→ Exercise brief:
Send back the entries below exactly as they appear.

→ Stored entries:
================
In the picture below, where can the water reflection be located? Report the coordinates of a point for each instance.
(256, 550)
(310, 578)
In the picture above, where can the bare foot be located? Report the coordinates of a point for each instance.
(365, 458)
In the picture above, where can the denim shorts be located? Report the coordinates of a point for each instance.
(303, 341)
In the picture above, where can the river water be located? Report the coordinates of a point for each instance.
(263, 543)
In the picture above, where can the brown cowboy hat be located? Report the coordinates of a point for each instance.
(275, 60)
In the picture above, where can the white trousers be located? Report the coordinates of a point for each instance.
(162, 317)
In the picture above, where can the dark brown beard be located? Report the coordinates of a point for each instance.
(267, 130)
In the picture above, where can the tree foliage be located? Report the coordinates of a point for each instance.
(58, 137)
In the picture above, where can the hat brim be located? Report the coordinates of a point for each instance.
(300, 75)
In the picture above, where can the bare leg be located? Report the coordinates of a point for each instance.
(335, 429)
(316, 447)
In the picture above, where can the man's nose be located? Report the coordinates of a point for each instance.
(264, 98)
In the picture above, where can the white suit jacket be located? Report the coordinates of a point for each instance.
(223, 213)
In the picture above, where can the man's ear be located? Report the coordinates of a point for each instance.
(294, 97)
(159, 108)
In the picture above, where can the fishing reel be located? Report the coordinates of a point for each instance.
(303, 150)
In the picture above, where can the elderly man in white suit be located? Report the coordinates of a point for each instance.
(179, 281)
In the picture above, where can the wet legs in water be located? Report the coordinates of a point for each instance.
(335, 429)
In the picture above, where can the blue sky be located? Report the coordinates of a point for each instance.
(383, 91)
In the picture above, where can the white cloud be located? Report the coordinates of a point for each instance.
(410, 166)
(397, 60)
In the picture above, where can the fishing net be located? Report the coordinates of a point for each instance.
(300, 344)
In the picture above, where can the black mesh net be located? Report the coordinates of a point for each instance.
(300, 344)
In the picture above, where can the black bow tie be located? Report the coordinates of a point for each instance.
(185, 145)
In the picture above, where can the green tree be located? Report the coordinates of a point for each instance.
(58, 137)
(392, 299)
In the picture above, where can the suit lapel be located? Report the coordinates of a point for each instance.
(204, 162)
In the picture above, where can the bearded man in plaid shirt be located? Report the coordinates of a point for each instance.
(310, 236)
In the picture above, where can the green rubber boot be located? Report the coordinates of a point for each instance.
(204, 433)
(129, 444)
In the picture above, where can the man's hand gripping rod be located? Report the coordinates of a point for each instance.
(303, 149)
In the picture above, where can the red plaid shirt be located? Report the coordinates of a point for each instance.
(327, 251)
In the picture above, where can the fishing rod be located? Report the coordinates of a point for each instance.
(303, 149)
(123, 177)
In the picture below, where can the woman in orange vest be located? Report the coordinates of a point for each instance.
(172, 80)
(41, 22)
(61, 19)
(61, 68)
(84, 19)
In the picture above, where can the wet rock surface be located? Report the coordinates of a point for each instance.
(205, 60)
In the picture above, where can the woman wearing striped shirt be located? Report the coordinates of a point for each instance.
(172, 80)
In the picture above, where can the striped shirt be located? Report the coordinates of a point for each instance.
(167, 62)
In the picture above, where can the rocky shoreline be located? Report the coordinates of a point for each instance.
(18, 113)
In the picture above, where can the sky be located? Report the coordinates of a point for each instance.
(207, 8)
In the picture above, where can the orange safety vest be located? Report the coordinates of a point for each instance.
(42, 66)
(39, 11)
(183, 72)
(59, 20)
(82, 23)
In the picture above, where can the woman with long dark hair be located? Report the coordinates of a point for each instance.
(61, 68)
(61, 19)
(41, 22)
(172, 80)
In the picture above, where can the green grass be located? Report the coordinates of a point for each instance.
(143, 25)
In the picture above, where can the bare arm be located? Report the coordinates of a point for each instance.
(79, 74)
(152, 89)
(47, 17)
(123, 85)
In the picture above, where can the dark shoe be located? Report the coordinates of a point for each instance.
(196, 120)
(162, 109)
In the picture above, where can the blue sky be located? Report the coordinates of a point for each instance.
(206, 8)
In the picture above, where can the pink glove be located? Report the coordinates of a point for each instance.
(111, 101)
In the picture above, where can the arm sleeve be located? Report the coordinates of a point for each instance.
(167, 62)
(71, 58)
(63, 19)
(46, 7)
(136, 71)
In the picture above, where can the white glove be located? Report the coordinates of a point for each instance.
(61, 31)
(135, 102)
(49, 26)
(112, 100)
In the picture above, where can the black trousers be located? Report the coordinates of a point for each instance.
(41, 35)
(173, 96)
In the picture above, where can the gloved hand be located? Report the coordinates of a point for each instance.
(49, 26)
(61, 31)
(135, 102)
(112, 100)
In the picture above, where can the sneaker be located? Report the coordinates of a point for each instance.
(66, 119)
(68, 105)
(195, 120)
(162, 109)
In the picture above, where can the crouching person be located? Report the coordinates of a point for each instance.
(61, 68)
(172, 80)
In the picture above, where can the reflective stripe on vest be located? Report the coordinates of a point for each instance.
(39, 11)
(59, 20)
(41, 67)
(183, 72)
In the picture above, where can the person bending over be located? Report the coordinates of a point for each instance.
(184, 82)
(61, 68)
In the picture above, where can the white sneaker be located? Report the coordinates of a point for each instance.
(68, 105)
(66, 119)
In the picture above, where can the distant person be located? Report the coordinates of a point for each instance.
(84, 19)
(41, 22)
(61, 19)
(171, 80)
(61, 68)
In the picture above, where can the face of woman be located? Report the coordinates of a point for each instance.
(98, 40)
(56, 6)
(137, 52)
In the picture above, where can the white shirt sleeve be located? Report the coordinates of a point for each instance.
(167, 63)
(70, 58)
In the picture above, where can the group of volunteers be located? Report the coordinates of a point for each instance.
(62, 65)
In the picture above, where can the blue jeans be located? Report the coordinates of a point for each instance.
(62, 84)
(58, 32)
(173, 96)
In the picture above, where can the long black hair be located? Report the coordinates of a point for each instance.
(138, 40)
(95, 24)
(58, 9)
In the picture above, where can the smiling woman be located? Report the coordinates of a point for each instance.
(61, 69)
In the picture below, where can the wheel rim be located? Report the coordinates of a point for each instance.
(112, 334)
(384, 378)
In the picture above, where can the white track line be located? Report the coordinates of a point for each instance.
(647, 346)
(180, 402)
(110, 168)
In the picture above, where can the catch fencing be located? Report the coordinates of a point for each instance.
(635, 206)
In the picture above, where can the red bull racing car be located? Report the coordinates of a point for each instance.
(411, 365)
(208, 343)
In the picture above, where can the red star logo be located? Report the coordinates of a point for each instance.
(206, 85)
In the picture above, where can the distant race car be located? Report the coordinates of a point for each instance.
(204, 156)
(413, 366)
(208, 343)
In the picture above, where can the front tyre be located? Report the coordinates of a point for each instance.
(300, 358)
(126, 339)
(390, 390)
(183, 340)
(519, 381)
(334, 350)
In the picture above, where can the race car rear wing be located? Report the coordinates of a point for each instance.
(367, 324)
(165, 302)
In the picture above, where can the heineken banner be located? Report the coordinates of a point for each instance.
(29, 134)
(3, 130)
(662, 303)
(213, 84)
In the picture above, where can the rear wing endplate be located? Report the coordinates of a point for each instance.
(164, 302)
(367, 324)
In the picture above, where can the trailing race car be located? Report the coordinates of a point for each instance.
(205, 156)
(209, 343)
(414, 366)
================
→ Task response:
In the picture below, where can the water reflection be located? Report the coordinates of a point for each instance.
(256, 550)
(310, 578)
In the picture above, where can the bare foot be located? Report the coordinates of a point for each instance.
(365, 458)
In the picture above, where can the denim shorts be located? Report the coordinates of a point for each instance.
(303, 341)
In the picture above, where can the river water be located? Report the coordinates of a point for each instance.
(263, 543)
In the picture above, where can the brown cowboy hat be located? Report the coordinates of a point for each instance.
(275, 60)
In the picture above, where can the white trousers be located? Report the coordinates of a point for each instance.
(162, 317)
In the picture above, where can the dark brown beard be located? Report the coordinates of a point for each instance.
(267, 130)
In the picture above, where can the tree foliage be located? Report the coordinates of a point for each instance.
(58, 137)
In the picture above, where can the hat brim be located? Report the coordinates of a point for each instance.
(300, 75)
In the picture above, where can the bare leg be located? Report the coordinates of a point for each instance.
(335, 429)
(316, 447)
In the picture above, where can the man's nose be located? Report the coordinates of a point for each instance.
(264, 98)
In the picture above, where can the white suit jacket be located? Report the coordinates of a point for each instance.
(223, 213)
In the picture above, where can the man's ear be located? Report the coordinates of a point for each instance.
(294, 97)
(159, 108)
In the picture above, where can the fishing reel be located? Report the coordinates of a point for each instance.
(303, 150)
In the picture above, where can the elderly man in white suit be located? Report the coordinates of a point for each instance.
(179, 281)
In the picture above, where can the wet legs in water be located? Report the coordinates of a point for each instance.
(335, 429)
In the picture above, where can the blue sky be located? Report the coordinates of a point for each instance.
(383, 91)
In the picture above, where can the white cloud be located? Report the coordinates of a point for each instance.
(410, 166)
(397, 60)
In the picture above, where can the fishing net be located? Report the coordinates of a point for each instance.
(300, 344)
In the picture above, where can the black mesh net be located? Report the coordinates of a point for each instance.
(300, 344)
In the picture above, where can the black bow tie be located? Report the coordinates of a point for each instance.
(185, 145)
In the picture above, where can the green tree be located? Report the coordinates of a point for each instance.
(58, 137)
(392, 299)
In the picture above, where can the suit lapel be located? Report the coordinates of a point for each instance.
(204, 162)
In the picture above, where can the bearded man in plaid shirt be located? Report the coordinates of a point for each instance.
(310, 236)
In the picture above, where can the green rubber boot be located? Report the coordinates of a point for each instance.
(204, 433)
(129, 444)
In the picture above, where can the man's hand gripping rod be located? Report the coordinates of a point for each instance.
(303, 149)
In the picture above, where can the red plaid shirt be located? Report the coordinates of a point for each instance.
(327, 251)
In the picture above, where can the fishing rod be located? Report the coordinates of a point for each instance.
(303, 149)
(123, 177)
In the picture below, where can the woman in orange vest be located? Report the coordinates of a point for each instance.
(172, 80)
(41, 22)
(61, 19)
(61, 68)
(84, 19)
In the picture above, where can the wet rock surface be located? Report the coordinates of a point for each instance.
(205, 60)
In the picture above, where can the woman wearing striped shirt be located? Report the coordinates of a point for each instance.
(172, 80)
In the picture above, where can the striped shirt be located? Report the coordinates of a point for each instance.
(167, 62)
In the picture above, where can the rocky shoreline be located? Report the coordinates of a point for each instance.
(18, 113)
In the picture above, where can the sky be located? Report the coordinates of a point for each instance.
(207, 8)
In the picture above, where can the orange safety vest be located? Report the coordinates of a point for each instance.
(42, 66)
(39, 11)
(183, 72)
(59, 20)
(82, 23)
In the picture above, where can the woman with long dark hair be located? Report the coordinates of a point for each instance.
(61, 68)
(61, 19)
(41, 22)
(172, 80)
In the picture above, where can the green grass be located? Report the coordinates of a point for each instance.
(143, 25)
In the picture above, where can the bare arm be located? Report the coordinates of a point for each instance.
(79, 74)
(152, 89)
(47, 17)
(123, 85)
In the picture above, where can the dark shoe be located? Report the coordinates of a point for each instance.
(196, 120)
(162, 109)
In the picture above, where can the blue sky be located? Report the coordinates of a point for each instance.
(206, 8)
In the picture above, where can the pink glove be located? Report the coordinates of a point for each instance.
(111, 101)
In the picture above, where can the arm sleeve be located? Report the coordinates of a point for each instance.
(167, 62)
(71, 58)
(63, 19)
(46, 7)
(136, 71)
In the picture above, where can the white glove be located? Report the coordinates of a point for each instance.
(61, 31)
(135, 102)
(49, 26)
(112, 100)
In the picture above, where can the black trousers be located? Report the coordinates of a point for each instance.
(41, 35)
(173, 96)
In the picture above, where can the gloved hand be located? Report the coordinates of a point for each instance.
(49, 26)
(61, 31)
(135, 102)
(112, 100)
In the picture above, where can the sneaker be located? Report the coordinates of a point for each instance.
(66, 119)
(68, 105)
(195, 120)
(162, 109)
In the picture above, where can the crouching person be located? Report the coordinates of a point for each instance.
(61, 68)
(172, 80)
In the picture above, where can the reflective stripe on vest be located? Report the coordinates of a point for each instance.
(39, 11)
(59, 20)
(41, 67)
(183, 72)
In the picture above, where can the person bending over be located? Report the coordinates of a point for each instance.
(184, 82)
(61, 68)
In the picture above, where can the white sneaker be located? Report the coordinates of a point for each instance.
(68, 105)
(66, 119)
In the picture above, where can the distant person be located? Report the coordinates of a point for each instance.
(84, 19)
(41, 22)
(61, 19)
(171, 80)
(61, 68)
In the picture above, where can the face of woman be located? Report the coordinates of a point for each instance.
(98, 40)
(56, 6)
(137, 52)
In the picture above, where can the white shirt sleeve be located? Report the coordinates of a point for each instance.
(167, 63)
(70, 58)
In the picture above, where can the group of volunteers be located? Report the coordinates of a point for each instance.
(62, 65)
In the picture above, where can the blue jeans be located? Report the coordinates of a point for each instance.
(62, 84)
(58, 32)
(173, 96)
In the picture above, where can the long black hair be located? Report the coordinates of a point for each instance.
(138, 40)
(95, 24)
(58, 9)
In the picture above, where can the smiling woman be located? Report the coordinates of a point for each instance.
(61, 69)
In the picture below, where can the wheel rim be located? Report the coordinates of a point for each instance.
(112, 334)
(384, 378)
In the picture above, where can the white track line be located? Report the coordinates of a point for each instance.
(647, 346)
(180, 402)
(110, 168)
In the picture above, where can the catch fencing be located? Report the coordinates of a point for each instance.
(635, 206)
In the picture above, where can the red bull racing car be located? Report the coordinates of a point for each instance.
(411, 365)
(208, 343)
In the picture above, where can the red star logo be located? Report the coordinates of a point for each instance.
(206, 85)
In the picture above, where can the distant race car be located? Report the coordinates of a point for each instance.
(204, 156)
(413, 366)
(208, 343)
In the picture above, where can the front tyre be located? Report the coordinates of a point for each instance.
(300, 358)
(126, 339)
(390, 390)
(183, 340)
(519, 381)
(334, 350)
In the picture above, where can the race car rear wing be located? Report the coordinates of a point for each instance.
(367, 324)
(165, 302)
In the picture above, where can the heineken banner be located? Report the coordinates of a point for each instance.
(29, 134)
(3, 130)
(662, 303)
(213, 84)
In the picture above, where can the rear wing endplate be located? Report the coordinates of a point for each instance.
(164, 302)
(367, 324)
In the picture above, where can the trailing race car be located? Report the coordinates of a point for each instance.
(205, 156)
(209, 343)
(414, 366)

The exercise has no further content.